Passage shown =>
<<<<

Caladenia echidnachila, commonly known as the fawn spider orchid, is a plant in the orchid family Orchidaceae and is endemic to Tasmania. It is a ground orchid with a single, hairy leaf and one or two fawn-coloured flowers with thin red lines on the sepals and petals.

==Description==
Caladenia echidnachila is a terrestrial, perennial, deciduous, herb with an underground tuber and which grows singly or in loose groups. It has a single, hairy, narrow lance-shaped leaf, 7-14 cm long and 4-8 mm wide. The leaf is dull green and has purple blotches near its base.

One or two fawn to tawny yellow-coloured flowers, 70-110 mm across, are borne on a thin, wiry, hairy spike 15-40 cm high. The petals and sepals have pale reddish lines along their length. The dorsal sepal is linear to oblong, 45-80 mm long, 2-3 mm wide but tapers to a thin, blackish glandular tip about one-quarter of its length from the base. The lateral sepals are similar in size and shape to the dorsal sepal but slightly wider, spreading stiffly and widely. The petals are 35-65 mm long, 2-4 mm wide and otherwise similar to the lateral sepals. The labellum is 13-19 mm long, 6-9 mm wide, broad lance-shaped to egg-shaped when flattened, cream-coloured to yellowish with its tip strongly curved forwards. There are short, blunt teeth on the sides of the labellum, decreasing in size towards the front and four to six rows of dark red calli along its centre. Flowering occurs from September to November and is followed by fruit which is a papery, oval-shaped capsule, 12-15 mm long.

>>>>

Data excerpts =>
<<<<

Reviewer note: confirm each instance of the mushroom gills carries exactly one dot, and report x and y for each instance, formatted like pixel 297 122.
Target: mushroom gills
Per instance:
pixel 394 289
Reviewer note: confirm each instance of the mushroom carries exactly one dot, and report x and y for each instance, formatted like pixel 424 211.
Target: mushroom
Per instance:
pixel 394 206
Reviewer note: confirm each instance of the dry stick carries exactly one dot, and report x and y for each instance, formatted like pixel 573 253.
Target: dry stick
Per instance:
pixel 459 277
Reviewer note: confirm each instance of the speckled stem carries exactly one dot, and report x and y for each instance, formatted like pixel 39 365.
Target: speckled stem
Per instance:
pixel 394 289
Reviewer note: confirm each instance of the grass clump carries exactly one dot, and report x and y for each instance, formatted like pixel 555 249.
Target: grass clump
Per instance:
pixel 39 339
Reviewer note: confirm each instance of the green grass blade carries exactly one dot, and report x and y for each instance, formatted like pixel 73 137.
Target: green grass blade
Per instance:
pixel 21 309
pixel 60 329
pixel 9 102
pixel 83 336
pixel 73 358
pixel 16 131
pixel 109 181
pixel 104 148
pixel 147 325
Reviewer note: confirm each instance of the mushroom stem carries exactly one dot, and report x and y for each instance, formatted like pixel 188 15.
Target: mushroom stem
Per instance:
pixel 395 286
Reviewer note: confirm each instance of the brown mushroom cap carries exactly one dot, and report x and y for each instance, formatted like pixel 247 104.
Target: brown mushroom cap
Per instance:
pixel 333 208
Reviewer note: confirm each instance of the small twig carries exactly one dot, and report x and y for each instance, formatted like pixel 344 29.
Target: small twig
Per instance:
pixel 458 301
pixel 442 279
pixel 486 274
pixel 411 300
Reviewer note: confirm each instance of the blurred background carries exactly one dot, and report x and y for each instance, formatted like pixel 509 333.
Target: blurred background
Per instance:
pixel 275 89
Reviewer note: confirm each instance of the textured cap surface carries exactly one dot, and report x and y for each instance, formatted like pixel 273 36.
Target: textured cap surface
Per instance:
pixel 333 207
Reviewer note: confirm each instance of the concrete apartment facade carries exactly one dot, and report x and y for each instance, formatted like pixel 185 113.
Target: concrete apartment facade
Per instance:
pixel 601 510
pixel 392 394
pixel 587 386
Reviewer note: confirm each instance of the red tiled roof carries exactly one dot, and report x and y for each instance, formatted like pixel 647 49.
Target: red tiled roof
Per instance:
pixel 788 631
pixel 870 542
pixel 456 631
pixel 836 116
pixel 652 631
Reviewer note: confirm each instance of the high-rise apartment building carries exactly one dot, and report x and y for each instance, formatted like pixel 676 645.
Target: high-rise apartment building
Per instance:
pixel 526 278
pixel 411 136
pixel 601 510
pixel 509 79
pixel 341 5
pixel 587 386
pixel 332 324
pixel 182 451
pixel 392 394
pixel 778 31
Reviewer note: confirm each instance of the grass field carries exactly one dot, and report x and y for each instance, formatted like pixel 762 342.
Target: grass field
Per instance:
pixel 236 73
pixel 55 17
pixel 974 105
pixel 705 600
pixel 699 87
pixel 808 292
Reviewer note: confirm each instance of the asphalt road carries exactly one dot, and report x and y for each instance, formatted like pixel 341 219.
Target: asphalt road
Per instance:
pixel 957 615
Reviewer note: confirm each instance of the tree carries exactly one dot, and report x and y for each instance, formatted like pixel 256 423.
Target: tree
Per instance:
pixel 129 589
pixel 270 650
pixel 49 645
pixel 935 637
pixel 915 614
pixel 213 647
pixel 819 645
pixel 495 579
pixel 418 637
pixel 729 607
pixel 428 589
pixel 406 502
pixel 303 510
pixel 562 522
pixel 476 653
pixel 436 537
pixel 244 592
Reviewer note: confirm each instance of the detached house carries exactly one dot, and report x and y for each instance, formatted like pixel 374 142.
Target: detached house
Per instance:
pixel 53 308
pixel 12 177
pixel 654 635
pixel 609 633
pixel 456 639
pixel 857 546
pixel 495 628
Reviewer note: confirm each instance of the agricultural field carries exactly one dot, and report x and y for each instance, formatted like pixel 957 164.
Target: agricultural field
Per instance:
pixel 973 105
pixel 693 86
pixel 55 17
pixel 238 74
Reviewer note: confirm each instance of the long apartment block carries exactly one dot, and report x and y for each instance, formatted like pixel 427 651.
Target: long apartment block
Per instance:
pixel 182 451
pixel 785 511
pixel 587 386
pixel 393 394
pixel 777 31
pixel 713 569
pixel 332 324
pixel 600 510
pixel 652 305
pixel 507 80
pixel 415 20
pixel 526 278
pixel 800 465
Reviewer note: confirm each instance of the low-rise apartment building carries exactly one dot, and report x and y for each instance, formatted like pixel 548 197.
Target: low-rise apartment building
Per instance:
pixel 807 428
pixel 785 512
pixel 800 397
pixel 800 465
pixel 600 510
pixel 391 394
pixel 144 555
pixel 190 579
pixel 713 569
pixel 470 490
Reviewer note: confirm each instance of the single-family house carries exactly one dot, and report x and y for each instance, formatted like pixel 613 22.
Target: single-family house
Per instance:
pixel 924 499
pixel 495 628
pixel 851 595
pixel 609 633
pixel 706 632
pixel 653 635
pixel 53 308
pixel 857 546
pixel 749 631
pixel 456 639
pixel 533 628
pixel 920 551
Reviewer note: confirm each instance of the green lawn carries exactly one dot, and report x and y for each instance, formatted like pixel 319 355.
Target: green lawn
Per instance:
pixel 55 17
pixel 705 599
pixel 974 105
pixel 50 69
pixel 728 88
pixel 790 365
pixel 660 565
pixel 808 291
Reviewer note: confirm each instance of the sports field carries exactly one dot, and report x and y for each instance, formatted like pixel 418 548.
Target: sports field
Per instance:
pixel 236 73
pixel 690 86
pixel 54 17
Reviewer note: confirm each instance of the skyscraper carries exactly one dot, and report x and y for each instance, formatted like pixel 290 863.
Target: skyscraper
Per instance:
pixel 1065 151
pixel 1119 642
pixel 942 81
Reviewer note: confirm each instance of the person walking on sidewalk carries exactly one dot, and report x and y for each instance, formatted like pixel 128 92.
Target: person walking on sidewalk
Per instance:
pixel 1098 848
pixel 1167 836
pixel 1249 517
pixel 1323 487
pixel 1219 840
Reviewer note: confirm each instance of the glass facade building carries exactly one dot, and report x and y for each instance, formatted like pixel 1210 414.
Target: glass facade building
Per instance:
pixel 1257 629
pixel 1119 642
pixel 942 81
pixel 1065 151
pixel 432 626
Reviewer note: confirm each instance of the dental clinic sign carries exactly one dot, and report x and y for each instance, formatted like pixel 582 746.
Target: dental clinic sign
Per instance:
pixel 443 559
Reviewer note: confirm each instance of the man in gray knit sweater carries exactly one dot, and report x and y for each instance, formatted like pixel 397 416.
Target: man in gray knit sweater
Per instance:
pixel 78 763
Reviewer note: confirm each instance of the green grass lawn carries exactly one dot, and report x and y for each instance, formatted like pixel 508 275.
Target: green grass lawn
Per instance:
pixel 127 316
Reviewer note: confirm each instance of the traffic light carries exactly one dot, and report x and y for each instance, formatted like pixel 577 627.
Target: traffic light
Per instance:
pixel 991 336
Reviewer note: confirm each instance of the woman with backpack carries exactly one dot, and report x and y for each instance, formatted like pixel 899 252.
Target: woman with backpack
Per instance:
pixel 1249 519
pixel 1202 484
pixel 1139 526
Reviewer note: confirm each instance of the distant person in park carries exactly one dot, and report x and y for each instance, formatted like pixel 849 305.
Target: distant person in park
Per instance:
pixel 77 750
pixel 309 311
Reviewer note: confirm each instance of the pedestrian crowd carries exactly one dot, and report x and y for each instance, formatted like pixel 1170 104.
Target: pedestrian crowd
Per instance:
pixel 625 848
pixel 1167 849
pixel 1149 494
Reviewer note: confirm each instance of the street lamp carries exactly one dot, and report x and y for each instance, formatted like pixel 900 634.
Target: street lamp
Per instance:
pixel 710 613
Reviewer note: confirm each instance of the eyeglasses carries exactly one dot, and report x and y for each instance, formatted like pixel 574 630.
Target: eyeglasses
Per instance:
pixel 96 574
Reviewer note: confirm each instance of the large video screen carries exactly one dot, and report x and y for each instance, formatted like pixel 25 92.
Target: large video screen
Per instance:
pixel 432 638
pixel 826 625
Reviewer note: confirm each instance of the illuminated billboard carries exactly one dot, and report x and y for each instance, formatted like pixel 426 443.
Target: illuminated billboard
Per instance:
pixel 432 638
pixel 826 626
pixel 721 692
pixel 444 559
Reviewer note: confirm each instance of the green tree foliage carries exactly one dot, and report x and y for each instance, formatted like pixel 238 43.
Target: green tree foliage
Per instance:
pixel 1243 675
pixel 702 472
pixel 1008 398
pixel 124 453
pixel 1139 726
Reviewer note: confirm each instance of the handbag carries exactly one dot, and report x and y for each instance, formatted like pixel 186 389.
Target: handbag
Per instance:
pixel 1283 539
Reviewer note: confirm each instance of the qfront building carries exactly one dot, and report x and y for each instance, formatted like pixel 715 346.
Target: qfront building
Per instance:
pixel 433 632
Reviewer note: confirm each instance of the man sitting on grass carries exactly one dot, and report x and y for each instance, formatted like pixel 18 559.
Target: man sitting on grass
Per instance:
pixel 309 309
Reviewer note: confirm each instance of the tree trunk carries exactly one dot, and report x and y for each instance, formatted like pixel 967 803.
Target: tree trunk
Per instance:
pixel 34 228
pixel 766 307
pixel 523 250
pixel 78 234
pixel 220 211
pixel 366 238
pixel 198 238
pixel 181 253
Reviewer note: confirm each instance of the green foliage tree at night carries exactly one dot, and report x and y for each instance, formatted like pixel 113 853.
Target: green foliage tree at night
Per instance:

>>>>

Goal of the exercise => Write the next part of the account of the fawn spider orchid, picking up after its last sentence. The material was taken from a different source than the text.

Answer space =>
==Taxonomy and naming==
Caladenia echidnachila was first formally described by William Nicholls in 1933 and the description was published in Papers and Proceedings of the Royal Society of Tasmania. The specific epithet (echidnachila) is derived from the Ancient Greek words Ἕχιδνα echidna meaning "adder" or "viper", and χεῖλος cheilos meaning "lip" referring to the long tip of the labellum.

There is disagreement as to whether this orchid is the same species as C. patersonii.

==Distribution and habitat==
Fawn spider orchid usually grows in coastal scrub and heath in southern areas of Tasmania. Summer fires appear to encourage flowering.